- Dataset records -
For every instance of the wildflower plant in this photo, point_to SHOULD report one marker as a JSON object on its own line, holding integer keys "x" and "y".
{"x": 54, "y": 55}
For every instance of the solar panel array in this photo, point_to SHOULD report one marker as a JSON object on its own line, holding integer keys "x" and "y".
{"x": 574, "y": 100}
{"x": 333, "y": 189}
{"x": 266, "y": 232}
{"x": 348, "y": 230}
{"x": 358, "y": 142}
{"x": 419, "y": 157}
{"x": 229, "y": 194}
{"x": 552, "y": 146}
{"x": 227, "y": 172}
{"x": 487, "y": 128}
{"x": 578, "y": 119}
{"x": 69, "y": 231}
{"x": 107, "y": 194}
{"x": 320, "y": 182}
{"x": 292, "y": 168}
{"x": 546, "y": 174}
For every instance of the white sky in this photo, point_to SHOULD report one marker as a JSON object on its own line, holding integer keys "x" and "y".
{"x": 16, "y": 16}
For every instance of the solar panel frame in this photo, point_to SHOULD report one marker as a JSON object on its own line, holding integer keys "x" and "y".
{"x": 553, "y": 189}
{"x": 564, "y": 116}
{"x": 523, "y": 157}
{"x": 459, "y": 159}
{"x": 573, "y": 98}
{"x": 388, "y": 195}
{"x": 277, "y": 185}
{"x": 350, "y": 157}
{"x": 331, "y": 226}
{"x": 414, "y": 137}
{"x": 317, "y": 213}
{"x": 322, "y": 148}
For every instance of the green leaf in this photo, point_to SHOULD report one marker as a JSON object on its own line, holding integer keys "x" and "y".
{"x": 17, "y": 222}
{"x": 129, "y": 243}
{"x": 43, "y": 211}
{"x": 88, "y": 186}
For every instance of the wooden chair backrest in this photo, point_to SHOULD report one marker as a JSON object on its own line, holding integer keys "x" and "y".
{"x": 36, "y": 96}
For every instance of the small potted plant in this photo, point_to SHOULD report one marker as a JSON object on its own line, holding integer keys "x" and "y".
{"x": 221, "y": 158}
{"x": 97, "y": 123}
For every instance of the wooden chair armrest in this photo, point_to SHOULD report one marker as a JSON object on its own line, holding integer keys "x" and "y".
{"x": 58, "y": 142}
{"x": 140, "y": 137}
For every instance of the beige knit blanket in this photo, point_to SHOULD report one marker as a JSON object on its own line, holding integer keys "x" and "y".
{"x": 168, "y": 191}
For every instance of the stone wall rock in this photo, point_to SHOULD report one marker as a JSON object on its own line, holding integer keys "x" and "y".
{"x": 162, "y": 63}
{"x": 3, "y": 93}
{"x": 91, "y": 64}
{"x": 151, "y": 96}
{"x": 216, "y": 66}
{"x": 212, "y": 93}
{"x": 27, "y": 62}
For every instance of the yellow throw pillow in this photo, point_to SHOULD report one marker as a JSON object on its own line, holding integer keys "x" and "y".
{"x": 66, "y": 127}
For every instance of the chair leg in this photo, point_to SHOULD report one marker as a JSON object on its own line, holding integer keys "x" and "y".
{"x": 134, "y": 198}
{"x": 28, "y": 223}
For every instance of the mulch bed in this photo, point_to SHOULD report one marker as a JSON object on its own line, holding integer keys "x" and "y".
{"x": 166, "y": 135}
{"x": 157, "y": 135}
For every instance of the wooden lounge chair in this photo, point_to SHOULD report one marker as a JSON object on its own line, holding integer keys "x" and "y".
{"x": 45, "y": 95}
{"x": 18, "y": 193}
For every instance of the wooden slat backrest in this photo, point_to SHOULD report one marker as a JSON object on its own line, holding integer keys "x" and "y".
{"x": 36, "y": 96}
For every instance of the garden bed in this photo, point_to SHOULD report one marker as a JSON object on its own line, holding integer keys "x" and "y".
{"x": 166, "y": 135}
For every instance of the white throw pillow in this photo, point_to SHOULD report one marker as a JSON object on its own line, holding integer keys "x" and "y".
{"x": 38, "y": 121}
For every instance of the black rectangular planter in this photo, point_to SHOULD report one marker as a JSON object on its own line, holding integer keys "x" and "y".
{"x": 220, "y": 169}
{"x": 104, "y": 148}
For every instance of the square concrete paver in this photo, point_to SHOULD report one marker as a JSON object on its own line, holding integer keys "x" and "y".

- TASK DETAILS -
Exactly reproduce every record.

- THE COMPLETED TASK -
For every instance of the wildflower plant in this photo, point_to SHOULD report one marker as a JSON object on its own line, holding integer keys "x" and "y".
{"x": 54, "y": 55}
For every instance of the solar panel array in this photo, point_to SHOULD report one marker as a JSON object on its own line, holding integer keys "x" and "y".
{"x": 574, "y": 100}
{"x": 333, "y": 189}
{"x": 266, "y": 232}
{"x": 348, "y": 230}
{"x": 358, "y": 142}
{"x": 419, "y": 157}
{"x": 229, "y": 194}
{"x": 552, "y": 146}
{"x": 227, "y": 172}
{"x": 487, "y": 128}
{"x": 578, "y": 119}
{"x": 69, "y": 231}
{"x": 107, "y": 194}
{"x": 320, "y": 182}
{"x": 292, "y": 168}
{"x": 546, "y": 174}
For every instance of the white sky in this photo, point_to SHOULD report one marker as a JSON object on its own line, holding integer keys "x" and "y".
{"x": 16, "y": 16}
For every instance of the solar panel frame in this photo, point_to SHOULD report one marker as a JSON object on its own line, holding integer keys "x" and "y".
{"x": 553, "y": 189}
{"x": 564, "y": 116}
{"x": 523, "y": 157}
{"x": 459, "y": 159}
{"x": 573, "y": 98}
{"x": 388, "y": 195}
{"x": 277, "y": 185}
{"x": 350, "y": 157}
{"x": 331, "y": 226}
{"x": 414, "y": 137}
{"x": 317, "y": 213}
{"x": 322, "y": 148}
For every instance of the green leaf in this photo, point_to SHOULD report one marker as a JSON object on its own line, holding integer keys "x" and "y".
{"x": 17, "y": 222}
{"x": 129, "y": 243}
{"x": 43, "y": 211}
{"x": 88, "y": 186}
For every instance of the wooden chair backrest in this photo, point_to SHOULD report one marker as a JSON object on its own line, holding integer keys "x" and "y".
{"x": 36, "y": 96}
For every instance of the small potted plant in this photo, point_to SHOULD report one marker as a JSON object on its own line, holding integer keys "x" and "y".
{"x": 221, "y": 158}
{"x": 97, "y": 123}
For every instance of the wooden chair armrest in this photo, point_to SHOULD report one marker as a JSON object on its own line, holding integer keys "x" and "y".
{"x": 58, "y": 142}
{"x": 140, "y": 137}
For every instance of the beige knit blanket in this photo, point_to SHOULD report one marker as a JSON object on its own line, holding integer keys "x" and "y".
{"x": 168, "y": 191}
For every instance of the stone wall rock in this photo, point_to SHOULD report one marker as a JSON object on its own line, holding integer keys "x" and "y".
{"x": 162, "y": 63}
{"x": 3, "y": 93}
{"x": 91, "y": 64}
{"x": 151, "y": 96}
{"x": 216, "y": 66}
{"x": 212, "y": 93}
{"x": 27, "y": 62}
For every instance of the yellow throw pillow in this photo, point_to SHOULD report one marker as a JSON object on its own line, holding integer keys "x" and "y".
{"x": 66, "y": 127}
For every instance of the chair leg in this photo, point_to SHOULD report one marker as a JSON object on its own line, holding integer keys "x" and "y".
{"x": 134, "y": 198}
{"x": 28, "y": 223}
For every instance of the mulch bed in this photo, point_to SHOULD report one marker as a JSON object on its own line, holding integer keys "x" and "y".
{"x": 166, "y": 135}
{"x": 157, "y": 135}
For every instance of the wooden lounge chair in this photo, point_to SHOULD report one marker as a JSON object on its own line, holding integer keys "x" and "y".
{"x": 45, "y": 95}
{"x": 18, "y": 193}
For every instance of the wooden slat backrest in this photo, point_to SHOULD report one marker as a JSON object on its own line, holding integer keys "x" and "y".
{"x": 36, "y": 96}
For every instance of the garden bed in this photo, point_to SHOULD report one marker as a JSON object on its own line, holding integer keys "x" and "y".
{"x": 166, "y": 135}
For every instance of the white throw pillow in this photo, point_to SHOULD report one marker as a JSON object on its own line, holding integer keys "x" and "y".
{"x": 38, "y": 121}
For every instance of the black rectangular planter in this photo, point_to SHOULD report one marker as a JSON object on its own line, holding integer keys "x" and "y".
{"x": 220, "y": 169}
{"x": 104, "y": 148}
For every instance of the square concrete paver in this photo, point_to SHOULD report one marker as a JSON object on its own line, holding integer keys "x" and "y".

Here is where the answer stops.